_CHALLENGE_
Reproduce word for word the lines below, starting at the line that contains "Target: black loudspeaker" and continuing through the last line.

-- Begin RECORDS SHOWN --

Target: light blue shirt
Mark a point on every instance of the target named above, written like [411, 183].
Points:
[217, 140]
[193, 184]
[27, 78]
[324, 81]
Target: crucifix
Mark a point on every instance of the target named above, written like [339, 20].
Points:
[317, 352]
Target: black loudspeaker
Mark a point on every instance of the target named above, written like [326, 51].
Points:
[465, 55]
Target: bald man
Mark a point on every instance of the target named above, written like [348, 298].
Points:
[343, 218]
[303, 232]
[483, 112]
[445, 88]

-- End RECORDS SHOWN --

_THE ANSWER_
Target: black loudspeaker
Mark a point on every instance of the target named above, written like [326, 51].
Points:
[465, 55]
Target: bald man
Mark a point on every instance of the target named above, written like [348, 298].
Points:
[343, 218]
[303, 232]
[483, 112]
[445, 88]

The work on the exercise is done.